- _What to do_: In full and without changes, output the data.

- _Records from a collection_:

- - - - -

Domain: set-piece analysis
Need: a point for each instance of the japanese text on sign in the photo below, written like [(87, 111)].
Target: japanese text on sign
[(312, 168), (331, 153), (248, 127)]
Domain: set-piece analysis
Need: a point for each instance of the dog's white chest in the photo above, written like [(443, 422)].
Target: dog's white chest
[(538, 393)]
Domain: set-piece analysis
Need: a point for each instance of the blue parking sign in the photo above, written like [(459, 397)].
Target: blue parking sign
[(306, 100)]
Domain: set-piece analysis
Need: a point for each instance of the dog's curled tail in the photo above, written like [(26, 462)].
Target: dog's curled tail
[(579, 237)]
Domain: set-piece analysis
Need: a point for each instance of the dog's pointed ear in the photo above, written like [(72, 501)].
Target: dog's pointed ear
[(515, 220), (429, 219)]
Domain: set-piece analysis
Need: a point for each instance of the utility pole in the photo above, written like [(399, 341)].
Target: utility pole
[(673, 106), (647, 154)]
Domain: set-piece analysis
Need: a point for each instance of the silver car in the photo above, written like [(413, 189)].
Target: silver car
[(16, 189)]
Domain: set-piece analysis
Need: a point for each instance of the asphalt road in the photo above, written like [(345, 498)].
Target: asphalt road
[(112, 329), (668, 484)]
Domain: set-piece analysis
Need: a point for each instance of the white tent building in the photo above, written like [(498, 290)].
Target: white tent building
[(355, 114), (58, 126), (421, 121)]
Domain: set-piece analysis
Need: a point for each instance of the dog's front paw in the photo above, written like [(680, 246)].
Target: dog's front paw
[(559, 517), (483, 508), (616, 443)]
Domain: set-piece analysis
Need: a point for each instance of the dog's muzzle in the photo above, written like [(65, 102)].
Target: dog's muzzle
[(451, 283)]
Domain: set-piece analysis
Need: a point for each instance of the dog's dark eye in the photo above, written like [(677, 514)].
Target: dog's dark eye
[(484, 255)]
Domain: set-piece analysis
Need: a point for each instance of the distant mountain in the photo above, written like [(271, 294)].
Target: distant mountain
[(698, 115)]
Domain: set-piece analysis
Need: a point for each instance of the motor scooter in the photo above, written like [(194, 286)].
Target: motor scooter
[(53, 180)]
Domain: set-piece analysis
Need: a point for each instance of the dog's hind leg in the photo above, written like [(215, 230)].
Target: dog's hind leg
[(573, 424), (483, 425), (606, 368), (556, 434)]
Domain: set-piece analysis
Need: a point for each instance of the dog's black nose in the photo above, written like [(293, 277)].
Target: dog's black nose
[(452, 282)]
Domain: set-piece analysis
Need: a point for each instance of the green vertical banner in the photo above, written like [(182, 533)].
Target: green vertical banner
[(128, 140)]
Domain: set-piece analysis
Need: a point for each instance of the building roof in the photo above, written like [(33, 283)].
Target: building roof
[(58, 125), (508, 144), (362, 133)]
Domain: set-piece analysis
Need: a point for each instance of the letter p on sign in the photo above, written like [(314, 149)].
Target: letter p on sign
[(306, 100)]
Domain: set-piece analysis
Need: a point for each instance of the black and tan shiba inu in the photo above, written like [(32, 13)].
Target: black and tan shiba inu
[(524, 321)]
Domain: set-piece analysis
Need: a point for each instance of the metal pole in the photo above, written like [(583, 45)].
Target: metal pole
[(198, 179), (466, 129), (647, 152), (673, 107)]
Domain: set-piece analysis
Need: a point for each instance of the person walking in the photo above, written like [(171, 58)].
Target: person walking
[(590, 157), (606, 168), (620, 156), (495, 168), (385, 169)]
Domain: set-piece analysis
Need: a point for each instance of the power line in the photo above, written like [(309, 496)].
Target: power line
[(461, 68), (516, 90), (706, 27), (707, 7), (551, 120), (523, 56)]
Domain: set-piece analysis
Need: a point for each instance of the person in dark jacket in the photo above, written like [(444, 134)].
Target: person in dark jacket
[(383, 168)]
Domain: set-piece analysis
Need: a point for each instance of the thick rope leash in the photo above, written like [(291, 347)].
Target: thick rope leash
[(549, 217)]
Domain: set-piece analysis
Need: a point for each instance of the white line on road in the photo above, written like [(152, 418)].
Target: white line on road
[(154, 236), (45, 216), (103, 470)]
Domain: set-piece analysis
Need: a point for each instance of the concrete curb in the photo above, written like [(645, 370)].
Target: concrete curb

- - - - -

- _Answer to this exercise_:
Domain: set-piece analysis
Need: a point for each instance of the japanese text on sign in the photo below, written like [(87, 111)].
Target: japanese text on sign
[(312, 168), (331, 153), (248, 127)]
Domain: set-piece analysis
Need: a point for each instance of the dog's white chest in the photo above, written like [(443, 422)].
Target: dog's white chest
[(538, 393)]
Domain: set-piece analysis
Need: a point for each instance of the blue parking sign in the photo above, written like [(459, 397)].
Target: blue parking sign
[(306, 100)]
Domain: set-piece analysis
Need: a point for each instance of the dog's curled tail in the photo above, written like [(26, 462)].
Target: dog's curled tail
[(579, 237)]
Domain: set-piece analysis
Need: a point for each instance of the dog's pointed ear in the photo above, written like [(72, 501)].
Target: dog's pointed ear
[(515, 220), (429, 219)]
Domain: set-piece analysis
Need: a point for each instance of the utility pole in the photo above, written like [(399, 341)].
Target: utility pole
[(673, 106), (647, 154)]
Domain: set-piece analysis
Need: a point for each instance of the silver car in the photo above, written like [(413, 189)].
Target: silver car
[(16, 189)]
Domain: set-piece analysis
Need: a point for each instance of the asphalt road in the photo above, written like [(345, 498)].
Target: asphalt road
[(112, 329), (668, 484)]
Domain: set-piece analysis
Need: a point for each instance of the white tent building in the photo above, written like [(498, 290)].
Target: white tent building
[(355, 114), (58, 126), (421, 121)]
Domain: set-piece analysis
Need: a point for each instance of the dog's front paw in the photo above, written like [(680, 246)].
Target: dog's front paw
[(559, 517), (483, 508), (616, 443)]
Domain: set-piece analysis
Need: a point for each instance of the dog's muzzle in the photo above, written like [(65, 102)].
Target: dog's muzzle
[(451, 283)]
Domain: set-piece analysis
Need: a point for each instance of the dog's dark eye in the photo above, written like [(677, 514)].
Target: dog's dark eye
[(484, 255)]
Domain: set-piece analysis
Need: a point for each instance of the distant mountain in the photo above, written like [(271, 294)].
Target: distant mountain
[(698, 115)]
Domain: set-piece analysis
Need: a point for each instance of the motor scooter in the photo above, written like [(194, 286)].
Target: motor scooter
[(53, 180)]
Domain: set-piece analysis
Need: a point for each instance of the dog's hind leg in the photo above, written like [(215, 230)].
Target: dog's hind leg
[(573, 424), (483, 425), (606, 368), (556, 434)]
Domain: set-piece analysis
Need: a point for each instance of the dog's black nose in the photo above, written like [(293, 277)].
Target: dog's black nose
[(452, 282)]
Domain: set-piece analysis
Need: a point for each instance of the green vertical banner in the photo above, written like [(182, 533)].
Target: green vertical banner
[(128, 140)]
Domain: set-piece analysis
Need: a point for each instance of the building roof in the photo above, written like [(33, 283)].
Target: building roof
[(58, 125), (508, 144), (362, 133)]
Domain: set-piece analysis
Need: a point for each instance of the letter p on sign in the photo above, written like [(314, 149)].
Target: letter p on sign
[(306, 100)]
Domain: set-piece analysis
Need: a point for each instance of the black and tan shiba inu in the photo above, written like [(32, 13)].
Target: black and tan shiba inu
[(524, 321)]
Domain: set-piece analysis
Need: a point for each instance of the metal pole in the photo above, written like [(583, 45)].
Target: metal pole
[(198, 179), (466, 129), (647, 152), (673, 107)]
Domain: set-piece analysis
Need: a point for each instance of the person walking in the photo above, written like [(171, 58)].
Target: person walking
[(590, 157), (606, 168), (620, 156), (495, 168), (385, 169)]
Domain: set-piece analysis
Need: a point for each instance of the power line in the photo above, written like [(309, 496)].
Target: power line
[(461, 68), (516, 90), (706, 27), (707, 7), (551, 120), (523, 56)]
Domain: set-piece analysis
Need: a point for each instance of the person in dark jacket in the photo above, written like [(444, 134)].
Target: person in dark jacket
[(383, 168)]
Domain: set-piece analysis
Need: a point for each instance of the thick rope leash in the photo above, written like [(291, 347)].
Target: thick rope leash
[(549, 217)]
Domain: set-piece analysis
Need: a point for each instance of the white line on road in the photo above, written like [(152, 418)].
Target: white line on road
[(154, 236), (45, 216), (103, 470)]
Domain: set-piece analysis
Need: a point for each instance of the concrete curb in the photo above, written like [(645, 370)].
Target: concrete curb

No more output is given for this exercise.